[Stored data]
--

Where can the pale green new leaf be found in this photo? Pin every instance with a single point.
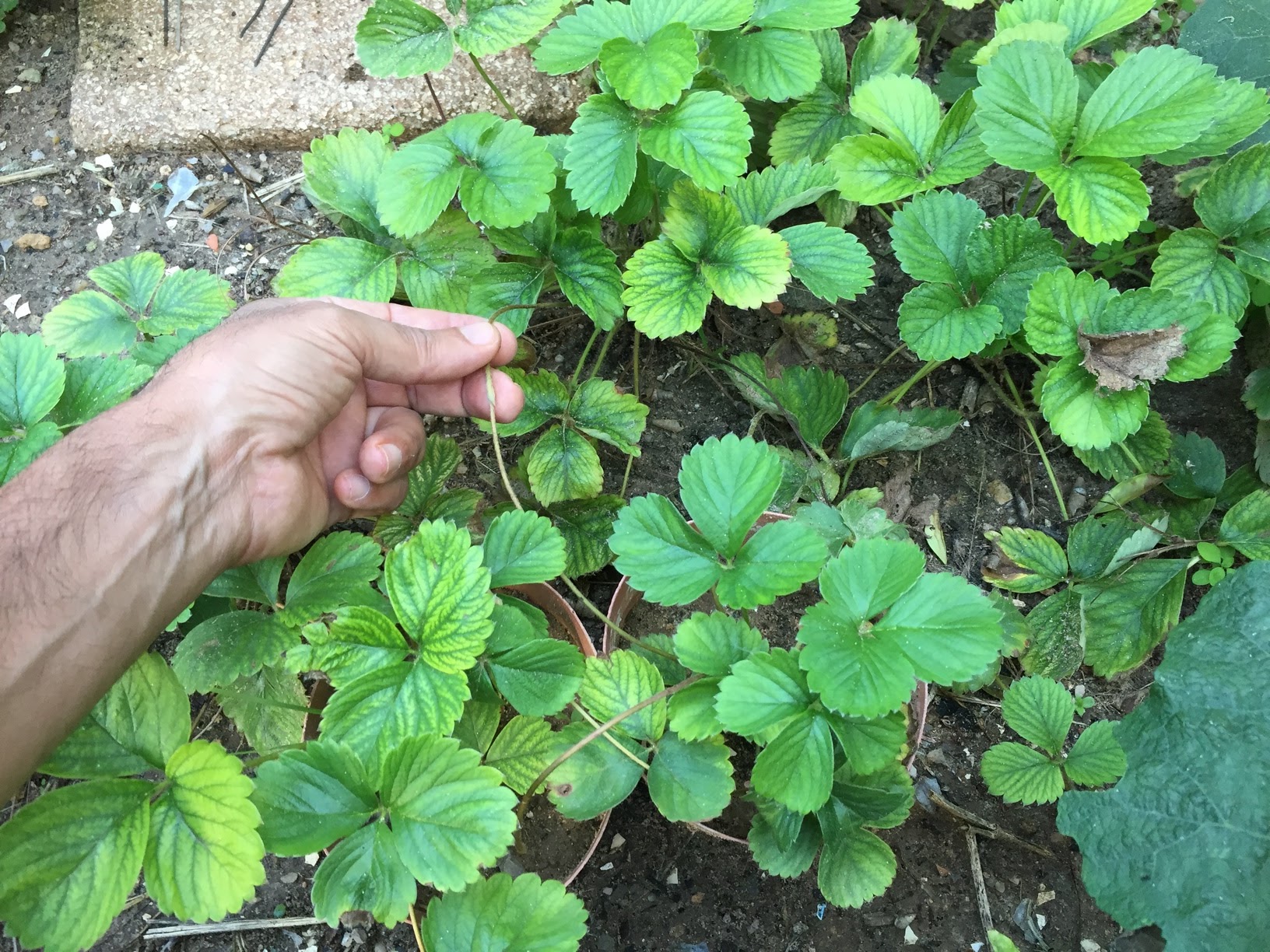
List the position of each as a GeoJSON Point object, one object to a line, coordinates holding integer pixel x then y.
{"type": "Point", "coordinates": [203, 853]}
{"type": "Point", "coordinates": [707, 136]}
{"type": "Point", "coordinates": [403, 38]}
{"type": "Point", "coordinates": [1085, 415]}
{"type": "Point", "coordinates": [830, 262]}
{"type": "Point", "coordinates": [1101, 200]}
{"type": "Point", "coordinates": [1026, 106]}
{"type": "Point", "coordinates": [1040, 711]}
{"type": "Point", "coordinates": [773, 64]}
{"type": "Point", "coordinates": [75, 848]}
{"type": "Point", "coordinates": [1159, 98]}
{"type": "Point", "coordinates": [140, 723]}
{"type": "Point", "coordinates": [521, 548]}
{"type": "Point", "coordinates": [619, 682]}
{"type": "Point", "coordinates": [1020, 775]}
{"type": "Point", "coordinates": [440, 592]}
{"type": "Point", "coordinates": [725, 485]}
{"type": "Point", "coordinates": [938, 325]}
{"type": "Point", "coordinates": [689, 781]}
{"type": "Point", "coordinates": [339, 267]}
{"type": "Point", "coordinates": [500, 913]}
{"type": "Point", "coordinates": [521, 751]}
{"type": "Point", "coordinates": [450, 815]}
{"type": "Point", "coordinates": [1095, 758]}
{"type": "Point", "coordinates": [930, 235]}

--

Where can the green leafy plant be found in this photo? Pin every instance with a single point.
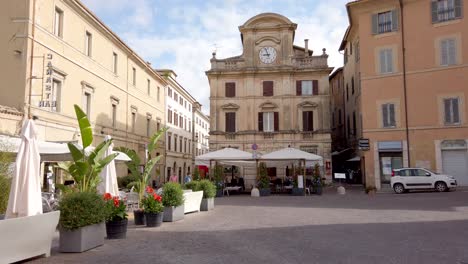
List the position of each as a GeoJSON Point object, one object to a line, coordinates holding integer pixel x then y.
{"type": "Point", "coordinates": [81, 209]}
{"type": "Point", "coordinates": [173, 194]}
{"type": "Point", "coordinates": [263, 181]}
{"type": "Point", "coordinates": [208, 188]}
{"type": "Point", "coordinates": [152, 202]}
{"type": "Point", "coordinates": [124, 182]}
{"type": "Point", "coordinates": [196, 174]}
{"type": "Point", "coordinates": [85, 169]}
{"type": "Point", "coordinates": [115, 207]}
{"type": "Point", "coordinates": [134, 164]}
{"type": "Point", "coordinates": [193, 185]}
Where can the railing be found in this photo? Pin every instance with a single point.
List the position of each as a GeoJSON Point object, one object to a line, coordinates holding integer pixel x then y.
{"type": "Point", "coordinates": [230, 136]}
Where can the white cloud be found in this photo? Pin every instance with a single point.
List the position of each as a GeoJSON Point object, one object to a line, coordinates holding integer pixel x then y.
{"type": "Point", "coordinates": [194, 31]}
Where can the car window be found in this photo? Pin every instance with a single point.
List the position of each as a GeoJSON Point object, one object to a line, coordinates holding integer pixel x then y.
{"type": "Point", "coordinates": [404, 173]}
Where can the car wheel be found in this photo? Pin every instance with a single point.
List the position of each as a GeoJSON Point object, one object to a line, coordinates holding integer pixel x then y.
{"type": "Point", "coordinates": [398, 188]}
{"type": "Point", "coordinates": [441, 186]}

--

◆ **What needs to be done**:
Only the number of lines in the data that hold "found" should be stated.

◆ **Solution to this exercise**:
6